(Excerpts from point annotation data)

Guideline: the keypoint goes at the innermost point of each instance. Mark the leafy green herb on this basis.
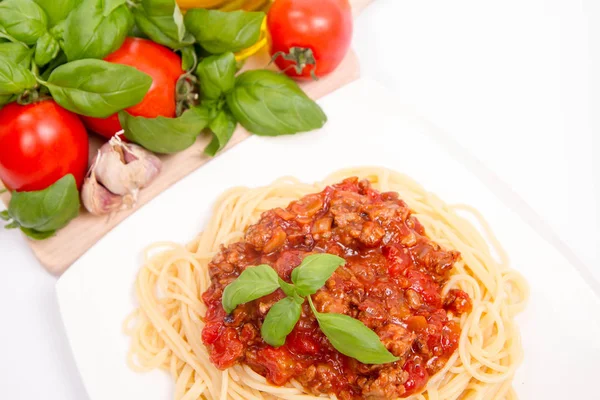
(347, 335)
(351, 337)
(188, 58)
(219, 32)
(253, 283)
(162, 21)
(14, 78)
(5, 99)
(217, 75)
(314, 271)
(280, 321)
(23, 20)
(88, 33)
(166, 135)
(41, 213)
(17, 53)
(290, 290)
(110, 5)
(97, 88)
(272, 104)
(57, 10)
(46, 49)
(222, 128)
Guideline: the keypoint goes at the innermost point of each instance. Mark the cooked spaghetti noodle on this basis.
(166, 329)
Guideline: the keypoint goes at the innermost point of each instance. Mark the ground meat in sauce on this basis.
(391, 282)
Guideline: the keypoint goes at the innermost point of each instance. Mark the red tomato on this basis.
(323, 26)
(162, 65)
(39, 144)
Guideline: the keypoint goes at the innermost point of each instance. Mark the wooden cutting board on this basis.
(57, 253)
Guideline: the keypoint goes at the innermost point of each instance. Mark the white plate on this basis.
(561, 327)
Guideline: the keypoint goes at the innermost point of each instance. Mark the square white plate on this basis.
(560, 328)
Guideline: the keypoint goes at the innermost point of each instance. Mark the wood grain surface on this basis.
(57, 253)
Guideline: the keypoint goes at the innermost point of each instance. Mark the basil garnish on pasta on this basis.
(347, 335)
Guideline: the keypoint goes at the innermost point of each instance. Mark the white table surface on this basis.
(516, 83)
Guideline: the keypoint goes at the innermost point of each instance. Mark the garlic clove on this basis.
(97, 199)
(124, 168)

The exercise:
Copy every row above word for word, leaving the pictures out of your answer.

Solution:
Guideline: the keypoint goes at the innermost point of each instance. Mark the leafy green herb on this basis.
(347, 335)
(351, 337)
(188, 58)
(219, 32)
(253, 283)
(162, 21)
(14, 78)
(5, 99)
(217, 75)
(314, 271)
(280, 321)
(23, 20)
(88, 33)
(166, 135)
(41, 213)
(17, 53)
(290, 290)
(110, 5)
(97, 88)
(272, 104)
(57, 10)
(46, 49)
(222, 128)
Guideline: the keypoint goes at the innermost point of each instance. Mark the cooked spaghetti noodle on this basis.
(166, 329)
Guideline: the keypoint goes at the innermost point of each instance. Mark the ground meat in sauce on this basis.
(391, 282)
Guideline: the keypoint goes at the innermost point of each instance. Mark the red tomato on this basis.
(323, 26)
(162, 65)
(39, 144)
Guideline: the keypoint goes at the innermost point of each instance. Mark the wooden cutting board on this basis.
(57, 253)
Guideline: the keypoint goes at the innermost point of each instance. Mark the white plate on this basis.
(561, 327)
Guideline: the keypoint goes at the innermost point of each instance. Mark the square white plate on this basis.
(560, 328)
Guideline: the keypoint goes at the innermost point of each instance. Mark the wood grain surface on this basis.
(57, 253)
Guideline: the keypoint goes at the innermost point of each instance. Mark the basil garnish on pasta on this basis.
(347, 335)
Guideline: the keypoint goes at the innermost point of each instance. Mark the white table surface on this basis.
(516, 83)
Guideline: the keypoint goes at the innermost point of each instance. Mark the garlic clove on this basis.
(97, 199)
(124, 168)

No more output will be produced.